• Task to carry out
Reproduce the data below line for line without any changes, but omit the pictures.

• Stored data

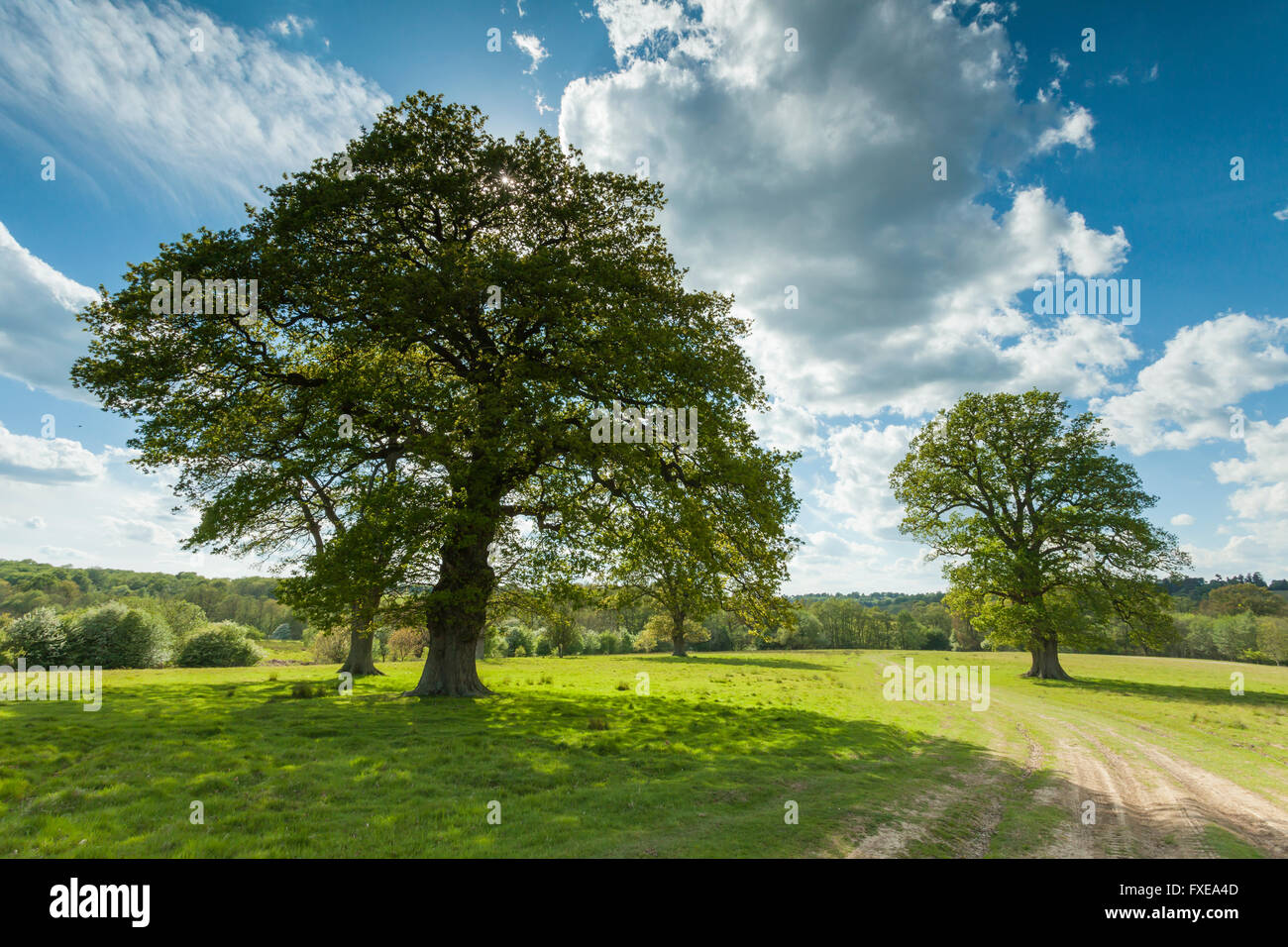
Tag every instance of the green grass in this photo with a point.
(583, 766)
(286, 651)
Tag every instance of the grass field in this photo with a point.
(704, 764)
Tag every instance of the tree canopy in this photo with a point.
(464, 304)
(1047, 530)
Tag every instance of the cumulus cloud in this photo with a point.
(291, 25)
(1190, 393)
(47, 460)
(809, 172)
(529, 47)
(1074, 129)
(861, 458)
(125, 77)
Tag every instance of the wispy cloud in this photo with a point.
(531, 47)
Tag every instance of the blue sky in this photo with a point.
(806, 167)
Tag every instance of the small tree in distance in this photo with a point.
(1051, 527)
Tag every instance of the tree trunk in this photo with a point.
(456, 612)
(360, 663)
(1046, 661)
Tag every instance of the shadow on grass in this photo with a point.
(1170, 692)
(378, 775)
(708, 657)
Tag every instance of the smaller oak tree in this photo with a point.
(1051, 528)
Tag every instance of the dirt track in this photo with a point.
(1149, 802)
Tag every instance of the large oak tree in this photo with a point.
(468, 302)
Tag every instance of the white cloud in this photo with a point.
(1074, 129)
(861, 458)
(39, 334)
(1190, 392)
(793, 169)
(120, 85)
(47, 460)
(789, 427)
(291, 25)
(529, 47)
(635, 25)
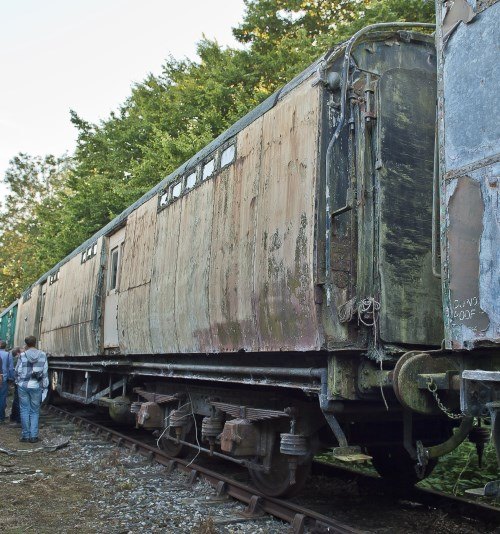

• Expected output
Tag every instance of the green grass in this photo with a point.
(583, 766)
(286, 651)
Tag every instance of the grass field in this photo with a point.
(704, 764)
Tag every instance of the tree canopy in this photo with a point.
(464, 304)
(1047, 530)
Tag every instance of the cumulus cloud in this photo with a point.
(291, 25)
(1190, 393)
(47, 460)
(809, 172)
(529, 47)
(1074, 129)
(861, 458)
(125, 77)
Tag every instance of the wispy cloud in this photo with a point.
(531, 47)
Tag every instance of the blue sky in this photo with a point.
(806, 167)
Tag every instance of the small tree in distance in this photo with a point.
(1051, 527)
Tag every instance of the tree trunk in this photo with a point.
(456, 612)
(360, 663)
(1046, 661)
Tag every instance of the shadow on grass in this photo with a point.
(1170, 692)
(378, 775)
(708, 657)
Tag every instance of the smaller oak tree in this photo with a point.
(1051, 528)
Tag every instance of the dirt track in this photo with a point.
(1149, 802)
Tag every instance of the large oak tree in this photo with a point.
(468, 302)
Tag every instance of the white cloud in this photo with a point.
(1074, 129)
(861, 458)
(39, 334)
(1190, 392)
(793, 169)
(120, 85)
(47, 460)
(789, 427)
(291, 25)
(529, 47)
(635, 25)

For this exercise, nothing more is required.